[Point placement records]
::::

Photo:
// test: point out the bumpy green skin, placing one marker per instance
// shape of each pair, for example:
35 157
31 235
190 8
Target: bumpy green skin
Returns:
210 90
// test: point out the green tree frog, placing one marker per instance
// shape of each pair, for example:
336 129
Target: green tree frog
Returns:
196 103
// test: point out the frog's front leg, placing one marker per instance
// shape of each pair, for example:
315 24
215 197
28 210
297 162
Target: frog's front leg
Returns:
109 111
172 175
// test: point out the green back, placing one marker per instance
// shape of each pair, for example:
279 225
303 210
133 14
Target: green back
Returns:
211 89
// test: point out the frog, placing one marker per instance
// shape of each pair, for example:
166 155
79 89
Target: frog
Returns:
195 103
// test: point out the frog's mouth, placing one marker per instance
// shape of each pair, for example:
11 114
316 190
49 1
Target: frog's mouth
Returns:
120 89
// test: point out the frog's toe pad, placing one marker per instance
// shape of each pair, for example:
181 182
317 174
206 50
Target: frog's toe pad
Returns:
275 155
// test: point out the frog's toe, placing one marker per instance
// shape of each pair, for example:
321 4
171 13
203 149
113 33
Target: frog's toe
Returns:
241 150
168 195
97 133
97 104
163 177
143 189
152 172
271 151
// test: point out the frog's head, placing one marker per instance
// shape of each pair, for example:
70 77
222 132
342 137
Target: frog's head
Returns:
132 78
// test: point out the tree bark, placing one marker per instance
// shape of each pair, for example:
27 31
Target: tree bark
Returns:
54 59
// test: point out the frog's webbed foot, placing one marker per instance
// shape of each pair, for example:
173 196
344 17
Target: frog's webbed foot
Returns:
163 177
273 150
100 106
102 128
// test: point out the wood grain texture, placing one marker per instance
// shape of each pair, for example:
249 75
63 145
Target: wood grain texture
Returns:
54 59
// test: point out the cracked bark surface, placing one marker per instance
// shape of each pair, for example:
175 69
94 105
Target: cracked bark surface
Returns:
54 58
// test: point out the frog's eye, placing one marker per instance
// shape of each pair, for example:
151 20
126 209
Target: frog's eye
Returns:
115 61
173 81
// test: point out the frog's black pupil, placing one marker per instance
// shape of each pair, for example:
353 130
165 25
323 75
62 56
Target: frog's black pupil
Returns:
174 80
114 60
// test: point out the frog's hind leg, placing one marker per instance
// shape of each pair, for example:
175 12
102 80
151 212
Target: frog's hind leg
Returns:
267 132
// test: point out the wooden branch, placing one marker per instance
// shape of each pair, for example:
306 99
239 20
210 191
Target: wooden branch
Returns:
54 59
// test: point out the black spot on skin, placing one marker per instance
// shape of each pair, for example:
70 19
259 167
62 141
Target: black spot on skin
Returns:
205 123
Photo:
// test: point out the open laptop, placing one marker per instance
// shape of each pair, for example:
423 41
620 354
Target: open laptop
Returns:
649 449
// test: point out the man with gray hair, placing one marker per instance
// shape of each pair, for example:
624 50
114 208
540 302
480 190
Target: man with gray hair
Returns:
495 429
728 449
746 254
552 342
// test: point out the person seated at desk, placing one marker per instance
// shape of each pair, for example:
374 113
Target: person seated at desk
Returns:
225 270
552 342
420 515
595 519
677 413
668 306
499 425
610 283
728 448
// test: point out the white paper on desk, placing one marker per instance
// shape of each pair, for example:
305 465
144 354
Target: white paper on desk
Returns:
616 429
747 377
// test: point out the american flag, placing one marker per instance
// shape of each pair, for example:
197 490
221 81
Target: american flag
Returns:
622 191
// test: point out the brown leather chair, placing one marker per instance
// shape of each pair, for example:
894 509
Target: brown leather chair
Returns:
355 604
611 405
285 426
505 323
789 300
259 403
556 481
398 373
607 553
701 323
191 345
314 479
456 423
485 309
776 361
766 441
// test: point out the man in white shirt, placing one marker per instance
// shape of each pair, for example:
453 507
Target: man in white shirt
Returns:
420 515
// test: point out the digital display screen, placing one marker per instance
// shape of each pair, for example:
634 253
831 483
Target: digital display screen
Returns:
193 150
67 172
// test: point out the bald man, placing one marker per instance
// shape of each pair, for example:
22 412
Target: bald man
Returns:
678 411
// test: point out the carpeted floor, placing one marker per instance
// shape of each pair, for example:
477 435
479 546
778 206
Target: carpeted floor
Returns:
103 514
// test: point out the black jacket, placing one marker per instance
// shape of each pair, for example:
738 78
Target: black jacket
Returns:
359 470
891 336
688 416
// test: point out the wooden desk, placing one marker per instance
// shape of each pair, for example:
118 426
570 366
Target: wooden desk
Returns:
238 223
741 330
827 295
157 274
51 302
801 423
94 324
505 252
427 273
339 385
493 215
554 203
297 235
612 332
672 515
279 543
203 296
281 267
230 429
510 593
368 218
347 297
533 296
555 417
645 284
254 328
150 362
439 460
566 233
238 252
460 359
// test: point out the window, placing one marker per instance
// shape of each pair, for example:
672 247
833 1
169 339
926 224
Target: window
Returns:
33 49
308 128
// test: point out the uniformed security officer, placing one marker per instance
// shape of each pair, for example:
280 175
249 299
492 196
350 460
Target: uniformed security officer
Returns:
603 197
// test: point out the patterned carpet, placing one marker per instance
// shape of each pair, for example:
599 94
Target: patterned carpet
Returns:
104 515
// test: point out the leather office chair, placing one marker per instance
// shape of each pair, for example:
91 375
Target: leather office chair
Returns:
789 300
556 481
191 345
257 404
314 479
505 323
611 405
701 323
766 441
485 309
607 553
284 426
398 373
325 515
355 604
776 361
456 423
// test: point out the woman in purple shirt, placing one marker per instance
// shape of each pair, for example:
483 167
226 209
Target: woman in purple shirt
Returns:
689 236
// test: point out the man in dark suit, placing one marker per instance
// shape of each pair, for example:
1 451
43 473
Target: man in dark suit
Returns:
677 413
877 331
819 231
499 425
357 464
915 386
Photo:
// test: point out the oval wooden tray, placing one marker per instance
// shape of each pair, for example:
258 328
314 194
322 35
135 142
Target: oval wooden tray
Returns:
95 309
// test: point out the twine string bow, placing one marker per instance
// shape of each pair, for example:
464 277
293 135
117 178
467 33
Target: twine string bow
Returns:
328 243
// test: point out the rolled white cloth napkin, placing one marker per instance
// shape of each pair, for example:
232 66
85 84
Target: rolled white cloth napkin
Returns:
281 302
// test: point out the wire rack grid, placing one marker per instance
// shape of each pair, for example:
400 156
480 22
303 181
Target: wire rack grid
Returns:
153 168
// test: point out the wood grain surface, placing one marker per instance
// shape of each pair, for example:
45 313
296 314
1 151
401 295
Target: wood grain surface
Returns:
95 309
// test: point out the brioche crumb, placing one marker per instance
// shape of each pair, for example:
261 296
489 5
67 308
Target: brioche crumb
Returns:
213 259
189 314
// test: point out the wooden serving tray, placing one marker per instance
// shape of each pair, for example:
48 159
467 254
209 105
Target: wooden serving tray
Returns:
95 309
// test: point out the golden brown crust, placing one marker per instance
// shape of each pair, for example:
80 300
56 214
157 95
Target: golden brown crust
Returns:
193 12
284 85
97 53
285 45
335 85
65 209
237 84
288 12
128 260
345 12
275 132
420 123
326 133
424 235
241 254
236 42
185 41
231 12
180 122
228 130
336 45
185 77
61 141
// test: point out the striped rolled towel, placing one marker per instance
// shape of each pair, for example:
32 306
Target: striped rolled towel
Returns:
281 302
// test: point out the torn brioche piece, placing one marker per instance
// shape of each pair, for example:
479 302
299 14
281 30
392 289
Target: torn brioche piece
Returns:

::::

■ Set task:
Type out the material again exactly as presented.

■ Solution to the problem:
Photo:
// test: point out the bumpy green skin, placing one marker per instance
// shape of each pair, for example:
35 157
31 235
190 8
Target: bumpy green skin
Returns:
210 90
// test: point out the green tree frog, placing one marker per instance
// shape of each pair, for example:
336 129
Target: green tree frog
Returns:
196 103
// test: point out the frog's front leg, placing one marker per instance
// shape of each pair, for example:
315 24
215 197
28 210
297 162
Target: frog's front leg
Returns:
109 111
172 175
// test: point out the green back, placing one marker per instance
// shape of each pair, for example:
279 225
303 210
133 14
Target: green back
Returns:
211 89
// test: point out the frog, placing one marker per instance
// shape of each pair, for example:
166 155
79 89
Target: frog
Returns:
195 103
// test: point out the frog's mouth, placing one marker per instance
// shape of each pair, for example:
11 114
316 190
49 1
Target: frog's mouth
Returns:
120 89
// test: point out the frog's toe pad, placing one marker per instance
// shape of each pair, for example:
181 182
317 174
206 50
Target: frog's toe pad
Returns:
275 155
// test: point out the frog's toe, placing one marker per instance
// shape of each pair, for example:
321 4
171 13
203 149
113 33
Target: frog's toe
Returns:
241 150
168 195
97 133
97 104
163 177
143 189
152 172
271 151
// test: point out the frog's head, placing one marker per instance
// shape of each pair, for example:
70 77
222 132
342 137
Target: frog's head
Returns:
132 78
// test: point out the tree bark, placing one marker per instance
// shape of each pair, for example:
27 31
Target: tree bark
Returns:
54 59
// test: point out the frog's webbed foot, placing one marker per instance
// shape of each pair, for example:
173 196
344 17
Target: frog's webbed foot
Returns:
163 177
273 150
100 106
102 128
// test: point out the wood grain texture, placing one marker per instance
// shape of each pair, for example:
249 75
63 145
Target: wood grain texture
Returns:
54 59
// test: point out the cracked bark surface, placing one marker per instance
// shape of each pair, for example:
175 69
94 105
Target: cracked bark surface
Returns:
54 58
// test: point out the frog's eye, placing one marker per instance
// shape of each pair, for example:
151 20
126 209
Target: frog's eye
Returns:
115 61
173 81
// test: point out the frog's black pupil, placing one marker per instance
// shape of each pair, for example:
353 130
165 25
323 75
62 56
Target: frog's black pupil
Returns:
174 80
114 60
// test: point out the frog's hind leg, placing one marker per instance
// shape of each pair, for example:
175 12
102 80
151 212
Target: frog's hind leg
Returns:
267 132
// test: point out the wooden branch, placing one marker per instance
// shape of each pair, for example:
306 99
239 20
210 191
Target: wooden branch
Returns:
54 59
// test: point out the black spot on skin, placing one marker per instance
// shape of each pair, for example:
70 19
259 167
62 141
Target: black spot on skin
Returns:
205 123
Photo:
// test: point out the open laptop, placing one marker per instance
// shape of each pair, for example:
423 41
620 354
Target: open laptop
Returns:
649 449
// test: point out the man with gray hair, placing one marker per instance
// shape of each pair, for example:
624 50
114 208
540 302
480 190
Target: man with gray hair
Returns:
495 429
728 449
746 254
552 342
// test: point out the person seated at desk, placing one marker per instance
// shape of each pair, for example:
374 113
Target: person seated at desk
Returns:
225 270
552 342
420 515
595 519
677 413
668 306
499 425
610 283
728 448
// test: point out the white paper on desk, placing one marker per instance
// shape of each pair, for example:
305 465
144 354
Target: white paper on desk
Returns:
616 429
747 377
// test: point out the american flag, placing one marker per instance
// shape of each pair, for example:
197 490
221 81
Target: american flag
Returns:
622 191
// test: point out the brown leather chair, placing one marker per instance
// shape of each pair, for example:
894 509
Target: brown leather chair
Returns:
355 604
611 405
285 426
505 323
789 300
259 403
556 481
398 373
607 553
701 323
191 345
314 479
456 423
485 309
776 361
766 441
// test: point out the man in white shirt, placing one marker per instance
// shape of each pair, for example:
453 507
Target: man in white shirt
Returns:
420 515
// test: point out the digital display screen, placing one marker per instance
// shape of each pair, for example:
634 253
831 483
Target: digital display screen
Returns:
193 150
67 172
// test: point out the bald man, placing one marker per instance
// shape of each pair, for example:
22 412
Target: bald man
Returns:
678 411
// test: point out the carpeted floor, placing one marker per instance
// shape of each pair, for example:
477 435
479 546
778 206
Target: carpeted floor
Returns:
103 514
// test: point out the black jacket, placing one marker per instance
// shape of each pair, for example:
738 78
Target: black jacket
Returns:
359 470
891 336
688 416
// test: point out the wooden desk, placing one marker per instance
// shape of each pair, for example:
118 426
570 366
Target: wooden desk
Returns:
238 223
741 330
827 295
157 274
51 302
801 423
94 324
505 252
427 273
339 385
493 215
554 203
297 235
612 332
672 515
279 543
203 296
281 267
230 429
510 593
368 218
347 297
533 296
555 417
645 284
254 328
150 362
439 460
566 233
238 252
460 359
// test: point out the window, placing one marker per instance
// shape of each pair, for example:
672 247
833 1
169 339
926 224
Target: window
Returns:
33 49
308 128
// test: point out the uniformed security officer, placing one marker per instance
// shape of each pair, for example:
280 175
249 299
492 196
350 460
Target: uniformed security officer
Returns:
603 197
// test: point out the patterned carpet, placing one marker per instance
// shape of each pair, for example:
599 94
Target: patterned carpet
Returns:
104 515
// test: point out the leather office chair, placing one marker per instance
// shape of each pair, for example:
91 375
Target: leather office chair
Returns:
789 300
556 481
191 345
257 404
314 479
505 323
611 405
701 323
766 441
485 309
607 553
284 426
398 373
325 515
355 604
776 361
456 423
// test: point out the woman in purple shirt, placing one marker per instance
// shape of each pair, for example:
483 167
226 209
Target: woman in purple shirt
Returns:
689 236
// test: point out the man in dark suit, placing one marker per instance
// shape of each pair, for example:
1 451
43 473
Target: man in dark suit
Returns:
677 413
877 331
819 231
499 425
357 464
915 386
Photo:
// test: point out the oval wooden tray, placing one marker per instance
// shape of each pair, for example:
258 328
314 194
322 35
135 142
Target: oval wooden tray
Returns:
95 309
// test: point out the twine string bow, placing one marker per instance
// shape of each pair, for example:
464 277
293 135
117 178
467 33
Target: twine string bow
Returns:
328 243
// test: point out the rolled white cloth napkin, placing one marker per instance
// shape of each pair, for example:
232 66
85 84
Target: rolled white cloth napkin
Returns:
281 302
// test: point out the wire rack grid, placing one marker per instance
// shape of each pair, for example:
400 156
480 22
303 181
Target: wire rack grid
Returns:
153 168
// test: point out the wood grain surface, placing one marker per instance
// shape of each pair, for example:
45 313
296 314
1 151
401 295
Target: wood grain surface
Returns:
95 309
// test: point out the brioche crumb, placing one marker per instance
// shape of each pair, for example:
261 296
489 5
67 308
Target: brioche crumb
Returns:
213 259
189 314
// test: point out the wooden serving tray, placing one marker per instance
// shape of each pair, for example:
48 159
467 254
209 105
Target: wooden serving tray
Returns:
95 309
// test: point out the golden brown crust, placing one marker per instance
// shape of each pair, for example:
80 300
56 214
157 95
Target: golden brown crust
Returns:
193 12
284 85
97 53
285 45
335 85
65 209
237 84
288 12
128 260
345 12
275 132
420 123
326 133
424 235
241 254
236 42
185 41
231 12
180 122
228 130
336 45
185 77
61 141
// test: point out the striped rolled towel, placing one marker per instance
// shape of each pair, for example:
32 306
Target: striped rolled towel
Returns:
281 302
// test: point out the torn brioche piece, placing one marker per instance
// shape of each pair, for example:
479 302
299 14
281 30
392 289
Target: torn brioche piece
Returns:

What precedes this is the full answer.